▶ DESCRIPTION OF THE TASK:
Character for character, write out the data below.

▶ Stored items from a collection:
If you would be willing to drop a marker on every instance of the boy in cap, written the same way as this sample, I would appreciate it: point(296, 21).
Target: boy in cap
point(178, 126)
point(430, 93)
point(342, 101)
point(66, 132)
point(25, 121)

▶ SOLVED PROBLEM:
If you would be willing to drop a marker on every instance of the boy in cap, written the same way as this sample, I would appreciate it: point(296, 21).
Target: boy in cap
point(178, 126)
point(430, 93)
point(342, 101)
point(66, 132)
point(25, 121)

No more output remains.